++++ Raw data
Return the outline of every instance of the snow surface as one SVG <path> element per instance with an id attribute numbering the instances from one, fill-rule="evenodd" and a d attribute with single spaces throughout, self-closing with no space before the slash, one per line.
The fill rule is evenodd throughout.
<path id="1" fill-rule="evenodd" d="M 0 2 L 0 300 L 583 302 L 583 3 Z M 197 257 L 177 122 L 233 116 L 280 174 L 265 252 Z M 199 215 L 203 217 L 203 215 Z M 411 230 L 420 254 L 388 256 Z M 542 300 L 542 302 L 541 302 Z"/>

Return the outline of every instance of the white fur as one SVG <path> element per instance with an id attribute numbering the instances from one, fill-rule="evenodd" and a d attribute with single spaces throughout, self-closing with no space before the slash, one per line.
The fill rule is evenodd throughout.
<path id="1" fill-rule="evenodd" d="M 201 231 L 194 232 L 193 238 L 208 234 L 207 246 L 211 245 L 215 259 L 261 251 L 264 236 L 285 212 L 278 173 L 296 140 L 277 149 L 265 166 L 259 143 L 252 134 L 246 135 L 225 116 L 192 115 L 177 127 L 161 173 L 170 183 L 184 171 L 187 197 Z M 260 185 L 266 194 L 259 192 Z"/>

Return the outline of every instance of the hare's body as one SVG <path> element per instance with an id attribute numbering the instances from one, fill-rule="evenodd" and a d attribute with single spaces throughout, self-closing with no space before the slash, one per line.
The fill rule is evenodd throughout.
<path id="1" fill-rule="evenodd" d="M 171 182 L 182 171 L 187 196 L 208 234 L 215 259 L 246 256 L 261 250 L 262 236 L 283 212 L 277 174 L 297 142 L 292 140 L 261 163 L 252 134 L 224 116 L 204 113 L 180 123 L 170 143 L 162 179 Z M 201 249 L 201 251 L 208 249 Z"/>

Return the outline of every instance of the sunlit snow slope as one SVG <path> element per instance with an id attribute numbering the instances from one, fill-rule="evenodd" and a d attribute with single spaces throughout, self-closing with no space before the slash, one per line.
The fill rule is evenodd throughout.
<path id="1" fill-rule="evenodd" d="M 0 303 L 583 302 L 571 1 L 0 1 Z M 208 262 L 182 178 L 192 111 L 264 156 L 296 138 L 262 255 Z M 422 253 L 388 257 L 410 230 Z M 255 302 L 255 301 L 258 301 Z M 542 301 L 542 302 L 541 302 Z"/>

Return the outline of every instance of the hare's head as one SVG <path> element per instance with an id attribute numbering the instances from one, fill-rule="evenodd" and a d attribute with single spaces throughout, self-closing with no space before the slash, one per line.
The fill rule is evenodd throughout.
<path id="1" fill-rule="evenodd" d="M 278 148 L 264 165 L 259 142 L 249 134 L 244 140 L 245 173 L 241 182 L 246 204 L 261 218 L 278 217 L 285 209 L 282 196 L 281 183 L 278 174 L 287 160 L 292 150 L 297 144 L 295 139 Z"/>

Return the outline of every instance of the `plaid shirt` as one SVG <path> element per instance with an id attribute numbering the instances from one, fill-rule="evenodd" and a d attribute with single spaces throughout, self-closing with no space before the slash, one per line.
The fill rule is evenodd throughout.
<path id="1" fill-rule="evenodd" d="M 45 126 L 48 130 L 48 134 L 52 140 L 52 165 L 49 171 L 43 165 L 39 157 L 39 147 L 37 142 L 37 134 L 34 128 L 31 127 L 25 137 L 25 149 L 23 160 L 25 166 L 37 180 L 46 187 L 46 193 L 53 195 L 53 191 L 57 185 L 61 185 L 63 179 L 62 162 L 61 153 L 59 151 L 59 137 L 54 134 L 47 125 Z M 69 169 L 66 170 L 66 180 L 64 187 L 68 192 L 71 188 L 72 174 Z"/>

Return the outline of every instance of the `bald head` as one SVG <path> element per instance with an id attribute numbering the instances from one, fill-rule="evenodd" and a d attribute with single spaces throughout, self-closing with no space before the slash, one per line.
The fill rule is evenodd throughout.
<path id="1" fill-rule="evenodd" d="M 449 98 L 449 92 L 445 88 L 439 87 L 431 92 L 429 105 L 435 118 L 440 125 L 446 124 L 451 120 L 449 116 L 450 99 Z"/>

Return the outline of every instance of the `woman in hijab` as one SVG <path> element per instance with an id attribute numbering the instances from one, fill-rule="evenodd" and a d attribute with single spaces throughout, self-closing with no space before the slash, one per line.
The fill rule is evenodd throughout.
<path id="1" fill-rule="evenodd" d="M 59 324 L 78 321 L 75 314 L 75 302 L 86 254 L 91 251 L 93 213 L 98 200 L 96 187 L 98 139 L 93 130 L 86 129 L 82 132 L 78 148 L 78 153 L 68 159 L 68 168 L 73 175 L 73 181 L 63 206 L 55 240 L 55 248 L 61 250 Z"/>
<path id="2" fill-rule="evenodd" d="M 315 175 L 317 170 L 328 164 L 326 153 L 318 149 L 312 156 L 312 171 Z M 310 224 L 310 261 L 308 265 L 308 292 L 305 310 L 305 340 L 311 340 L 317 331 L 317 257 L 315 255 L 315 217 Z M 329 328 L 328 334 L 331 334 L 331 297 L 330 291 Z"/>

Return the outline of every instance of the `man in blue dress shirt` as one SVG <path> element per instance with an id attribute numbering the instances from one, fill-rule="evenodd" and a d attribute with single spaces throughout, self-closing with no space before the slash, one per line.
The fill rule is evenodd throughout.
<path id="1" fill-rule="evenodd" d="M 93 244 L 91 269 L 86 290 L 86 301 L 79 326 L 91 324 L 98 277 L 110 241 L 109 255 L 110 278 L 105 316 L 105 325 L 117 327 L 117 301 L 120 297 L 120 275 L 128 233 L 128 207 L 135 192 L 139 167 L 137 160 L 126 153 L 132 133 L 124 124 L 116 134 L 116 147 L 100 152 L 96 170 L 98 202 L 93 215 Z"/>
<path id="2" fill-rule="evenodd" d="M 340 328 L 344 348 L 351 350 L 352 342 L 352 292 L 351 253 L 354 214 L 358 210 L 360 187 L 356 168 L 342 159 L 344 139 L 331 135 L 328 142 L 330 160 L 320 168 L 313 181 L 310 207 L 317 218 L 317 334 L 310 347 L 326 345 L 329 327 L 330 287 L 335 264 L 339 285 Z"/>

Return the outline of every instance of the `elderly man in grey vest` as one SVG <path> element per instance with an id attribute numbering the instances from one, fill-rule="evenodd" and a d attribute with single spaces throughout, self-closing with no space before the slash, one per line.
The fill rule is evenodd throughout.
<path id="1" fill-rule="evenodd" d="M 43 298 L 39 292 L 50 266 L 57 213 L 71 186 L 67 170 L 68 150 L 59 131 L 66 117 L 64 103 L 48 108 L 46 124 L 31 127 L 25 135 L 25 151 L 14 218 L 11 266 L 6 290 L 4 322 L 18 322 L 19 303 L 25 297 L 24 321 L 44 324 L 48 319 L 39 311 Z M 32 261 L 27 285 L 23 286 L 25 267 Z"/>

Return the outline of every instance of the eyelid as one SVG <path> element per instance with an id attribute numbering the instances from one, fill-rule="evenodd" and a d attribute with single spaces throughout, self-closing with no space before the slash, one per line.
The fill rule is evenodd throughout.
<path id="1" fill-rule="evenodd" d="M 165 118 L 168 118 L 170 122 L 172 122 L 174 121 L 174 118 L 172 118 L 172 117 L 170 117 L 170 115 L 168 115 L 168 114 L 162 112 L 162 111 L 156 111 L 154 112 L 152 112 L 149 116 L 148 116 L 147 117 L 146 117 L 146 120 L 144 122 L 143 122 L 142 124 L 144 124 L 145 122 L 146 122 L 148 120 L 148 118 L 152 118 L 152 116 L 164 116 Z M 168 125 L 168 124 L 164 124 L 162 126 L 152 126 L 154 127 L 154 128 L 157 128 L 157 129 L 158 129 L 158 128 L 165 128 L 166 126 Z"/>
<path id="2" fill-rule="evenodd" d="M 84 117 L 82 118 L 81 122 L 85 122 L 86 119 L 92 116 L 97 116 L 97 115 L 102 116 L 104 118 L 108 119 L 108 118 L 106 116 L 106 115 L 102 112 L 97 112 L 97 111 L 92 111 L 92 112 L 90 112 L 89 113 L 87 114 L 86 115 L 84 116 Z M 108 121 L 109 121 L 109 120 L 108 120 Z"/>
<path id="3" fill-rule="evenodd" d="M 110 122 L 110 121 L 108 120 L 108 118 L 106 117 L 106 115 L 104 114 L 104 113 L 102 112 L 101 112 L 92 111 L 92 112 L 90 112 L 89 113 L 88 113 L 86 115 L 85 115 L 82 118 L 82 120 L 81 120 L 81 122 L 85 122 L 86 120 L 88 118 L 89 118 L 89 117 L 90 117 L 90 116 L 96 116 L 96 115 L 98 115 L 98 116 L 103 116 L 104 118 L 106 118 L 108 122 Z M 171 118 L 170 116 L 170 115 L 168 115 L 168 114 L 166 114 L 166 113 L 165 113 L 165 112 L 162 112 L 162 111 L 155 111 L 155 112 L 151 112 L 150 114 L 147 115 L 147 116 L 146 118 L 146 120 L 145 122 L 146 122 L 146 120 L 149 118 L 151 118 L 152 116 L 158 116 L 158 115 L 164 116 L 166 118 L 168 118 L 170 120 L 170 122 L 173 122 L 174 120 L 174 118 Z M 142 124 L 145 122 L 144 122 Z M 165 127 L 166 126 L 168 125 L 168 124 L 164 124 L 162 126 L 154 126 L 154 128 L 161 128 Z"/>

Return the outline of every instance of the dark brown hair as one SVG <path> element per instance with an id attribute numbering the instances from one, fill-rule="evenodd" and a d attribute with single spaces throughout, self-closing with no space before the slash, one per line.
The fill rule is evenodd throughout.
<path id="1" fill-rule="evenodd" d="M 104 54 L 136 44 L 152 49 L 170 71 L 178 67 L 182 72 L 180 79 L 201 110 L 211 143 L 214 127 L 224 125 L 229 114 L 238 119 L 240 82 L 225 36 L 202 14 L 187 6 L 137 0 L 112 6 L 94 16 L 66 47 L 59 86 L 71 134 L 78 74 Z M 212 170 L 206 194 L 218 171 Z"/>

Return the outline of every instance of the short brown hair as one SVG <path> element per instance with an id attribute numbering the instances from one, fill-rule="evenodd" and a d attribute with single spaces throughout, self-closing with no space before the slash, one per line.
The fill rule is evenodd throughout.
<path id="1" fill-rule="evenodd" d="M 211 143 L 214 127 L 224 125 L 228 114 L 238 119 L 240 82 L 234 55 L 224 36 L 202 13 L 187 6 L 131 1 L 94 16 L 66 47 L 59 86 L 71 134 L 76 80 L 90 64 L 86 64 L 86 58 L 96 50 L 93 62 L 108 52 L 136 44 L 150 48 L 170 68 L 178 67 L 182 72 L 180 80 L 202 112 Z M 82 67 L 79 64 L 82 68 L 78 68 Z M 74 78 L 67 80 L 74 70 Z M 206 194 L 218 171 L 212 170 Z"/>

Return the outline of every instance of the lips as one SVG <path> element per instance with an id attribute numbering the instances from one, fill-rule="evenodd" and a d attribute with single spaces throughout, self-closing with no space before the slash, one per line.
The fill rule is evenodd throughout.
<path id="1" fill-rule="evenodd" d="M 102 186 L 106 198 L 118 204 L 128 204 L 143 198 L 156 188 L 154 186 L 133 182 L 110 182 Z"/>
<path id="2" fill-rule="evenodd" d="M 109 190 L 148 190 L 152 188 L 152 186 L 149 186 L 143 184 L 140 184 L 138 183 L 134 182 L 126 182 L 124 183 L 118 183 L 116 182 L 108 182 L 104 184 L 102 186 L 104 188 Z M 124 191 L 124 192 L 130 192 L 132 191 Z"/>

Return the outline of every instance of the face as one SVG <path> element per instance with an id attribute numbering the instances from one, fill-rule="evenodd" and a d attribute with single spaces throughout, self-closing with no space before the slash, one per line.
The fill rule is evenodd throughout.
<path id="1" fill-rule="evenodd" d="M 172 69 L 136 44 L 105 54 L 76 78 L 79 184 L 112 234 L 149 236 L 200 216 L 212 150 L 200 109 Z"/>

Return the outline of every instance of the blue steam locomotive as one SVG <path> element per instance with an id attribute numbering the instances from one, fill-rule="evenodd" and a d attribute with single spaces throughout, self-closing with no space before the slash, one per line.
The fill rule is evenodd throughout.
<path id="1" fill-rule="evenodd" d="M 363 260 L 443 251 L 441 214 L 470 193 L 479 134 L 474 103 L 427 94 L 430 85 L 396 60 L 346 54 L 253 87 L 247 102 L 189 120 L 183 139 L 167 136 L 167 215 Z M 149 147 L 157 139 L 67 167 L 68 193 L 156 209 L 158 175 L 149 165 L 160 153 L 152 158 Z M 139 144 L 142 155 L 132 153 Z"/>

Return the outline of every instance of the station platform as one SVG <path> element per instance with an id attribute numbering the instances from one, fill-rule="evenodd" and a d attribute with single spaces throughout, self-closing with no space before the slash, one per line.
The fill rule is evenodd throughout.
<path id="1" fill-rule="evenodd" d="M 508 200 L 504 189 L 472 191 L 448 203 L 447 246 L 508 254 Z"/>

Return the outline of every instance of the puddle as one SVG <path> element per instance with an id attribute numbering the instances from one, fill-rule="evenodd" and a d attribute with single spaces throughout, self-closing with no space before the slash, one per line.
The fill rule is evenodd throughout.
++++++++
Can you reproduce the data from its first line through the line containing "171 182 L 182", both ends included, keeping the requests unchanged but multiplying every coordinate in the answers by 0.7 and rounding each result to a whole number, with halves rounded up?

Return the outline of every instance of the snow surface as one SVG <path> element per instance with an id attribute numbering the instances from one, fill-rule="evenodd" and a d attribute with single spaces throughout, self-closing with no space before the slash, one per line.
The fill rule is evenodd throughout.
<path id="1" fill-rule="evenodd" d="M 0 1 L 0 210 L 408 211 L 408 2 Z M 138 180 L 124 85 L 163 81 L 196 122 L 186 176 Z M 139 151 L 142 152 L 142 151 Z M 288 161 L 294 178 L 272 179 Z M 379 210 L 379 211 L 379 211 Z"/>

Return the outline of every instance of the white fur as one SVG <path> element per instance with an id attribute numbering the instances from one, fill-rule="evenodd" and a d attribute with single spaces throughout, self-closing with no space before the slash, one per line.
The fill rule is evenodd throughout.
<path id="1" fill-rule="evenodd" d="M 141 162 L 136 162 L 135 167 L 146 164 L 145 172 L 148 172 L 151 181 L 183 176 L 185 165 L 200 148 L 195 121 L 207 98 L 194 104 L 186 116 L 181 100 L 176 94 L 172 95 L 158 81 L 134 81 L 124 89 L 113 121 L 119 128 L 129 120 L 131 138 Z M 182 130 L 186 136 L 181 134 Z"/>

Return the outline of every instance of the hare's body as one SVG <path> element per instance with an id attribute numbering the instances from one, fill-rule="evenodd" and a d attribute with single spaces throughout, self-closing with no space before the slash, one per line.
The fill rule is evenodd throughout.
<path id="1" fill-rule="evenodd" d="M 120 127 L 127 120 L 131 137 L 146 164 L 151 181 L 172 179 L 183 175 L 183 165 L 198 148 L 194 122 L 208 99 L 204 98 L 183 114 L 176 94 L 157 81 L 143 79 L 126 86 L 119 100 L 113 125 Z M 141 174 L 141 176 L 146 174 Z"/>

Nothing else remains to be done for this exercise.